• _Set problem_: How many of the lines below contain the string "truck"? Reply with the number alone.

• _Task input_:
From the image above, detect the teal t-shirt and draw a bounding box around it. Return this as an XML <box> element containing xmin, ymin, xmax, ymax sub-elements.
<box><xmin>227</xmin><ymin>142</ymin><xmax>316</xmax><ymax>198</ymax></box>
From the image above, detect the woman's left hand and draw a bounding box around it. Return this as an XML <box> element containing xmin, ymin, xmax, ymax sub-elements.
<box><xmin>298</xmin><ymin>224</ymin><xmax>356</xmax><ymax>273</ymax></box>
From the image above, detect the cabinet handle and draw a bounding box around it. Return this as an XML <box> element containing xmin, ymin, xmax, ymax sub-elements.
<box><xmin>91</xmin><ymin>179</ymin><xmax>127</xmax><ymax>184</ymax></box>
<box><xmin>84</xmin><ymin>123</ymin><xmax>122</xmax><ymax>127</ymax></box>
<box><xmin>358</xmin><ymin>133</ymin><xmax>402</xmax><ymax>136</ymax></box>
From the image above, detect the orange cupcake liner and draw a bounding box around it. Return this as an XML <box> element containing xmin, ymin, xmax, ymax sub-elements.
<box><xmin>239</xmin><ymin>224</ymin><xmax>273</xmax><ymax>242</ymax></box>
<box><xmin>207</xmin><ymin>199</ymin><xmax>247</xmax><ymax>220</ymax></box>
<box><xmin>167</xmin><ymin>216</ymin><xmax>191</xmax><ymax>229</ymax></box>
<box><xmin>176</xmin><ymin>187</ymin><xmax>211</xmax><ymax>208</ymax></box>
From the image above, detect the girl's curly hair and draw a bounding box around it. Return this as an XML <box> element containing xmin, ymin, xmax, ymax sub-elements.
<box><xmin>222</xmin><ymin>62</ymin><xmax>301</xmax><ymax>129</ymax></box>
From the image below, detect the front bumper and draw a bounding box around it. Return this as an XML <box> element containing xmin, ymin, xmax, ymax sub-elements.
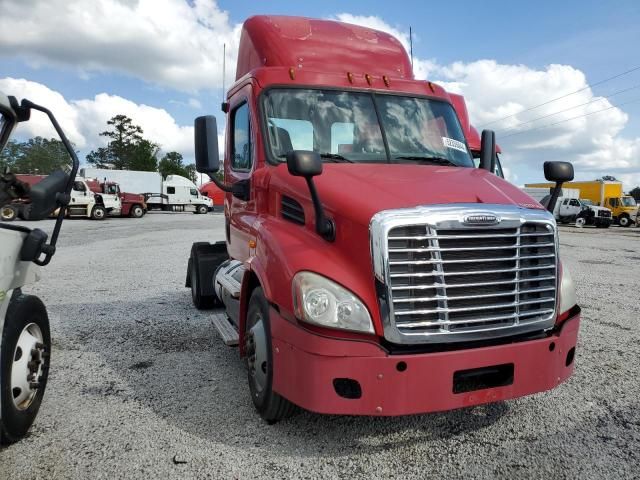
<box><xmin>270</xmin><ymin>309</ymin><xmax>580</xmax><ymax>416</ymax></box>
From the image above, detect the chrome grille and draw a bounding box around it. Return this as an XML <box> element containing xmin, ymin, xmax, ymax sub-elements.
<box><xmin>372</xmin><ymin>206</ymin><xmax>557</xmax><ymax>343</ymax></box>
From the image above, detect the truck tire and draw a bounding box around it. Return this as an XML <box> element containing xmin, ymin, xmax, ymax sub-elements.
<box><xmin>91</xmin><ymin>205</ymin><xmax>107</xmax><ymax>220</ymax></box>
<box><xmin>187</xmin><ymin>257</ymin><xmax>217</xmax><ymax>310</ymax></box>
<box><xmin>193</xmin><ymin>205</ymin><xmax>209</xmax><ymax>215</ymax></box>
<box><xmin>245</xmin><ymin>287</ymin><xmax>298</xmax><ymax>425</ymax></box>
<box><xmin>129</xmin><ymin>205</ymin><xmax>144</xmax><ymax>218</ymax></box>
<box><xmin>0</xmin><ymin>205</ymin><xmax>18</xmax><ymax>222</ymax></box>
<box><xmin>618</xmin><ymin>213</ymin><xmax>631</xmax><ymax>227</ymax></box>
<box><xmin>0</xmin><ymin>294</ymin><xmax>51</xmax><ymax>444</ymax></box>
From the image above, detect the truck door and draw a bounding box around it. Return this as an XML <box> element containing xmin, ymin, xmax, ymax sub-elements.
<box><xmin>164</xmin><ymin>186</ymin><xmax>176</xmax><ymax>205</ymax></box>
<box><xmin>225</xmin><ymin>85</ymin><xmax>257</xmax><ymax>261</ymax></box>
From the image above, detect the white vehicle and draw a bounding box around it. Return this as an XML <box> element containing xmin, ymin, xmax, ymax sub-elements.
<box><xmin>145</xmin><ymin>175</ymin><xmax>213</xmax><ymax>213</ymax></box>
<box><xmin>520</xmin><ymin>187</ymin><xmax>580</xmax><ymax>205</ymax></box>
<box><xmin>553</xmin><ymin>197</ymin><xmax>613</xmax><ymax>228</ymax></box>
<box><xmin>80</xmin><ymin>167</ymin><xmax>162</xmax><ymax>194</ymax></box>
<box><xmin>67</xmin><ymin>177</ymin><xmax>122</xmax><ymax>220</ymax></box>
<box><xmin>0</xmin><ymin>93</ymin><xmax>78</xmax><ymax>443</ymax></box>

• _Output of the exercise_: 2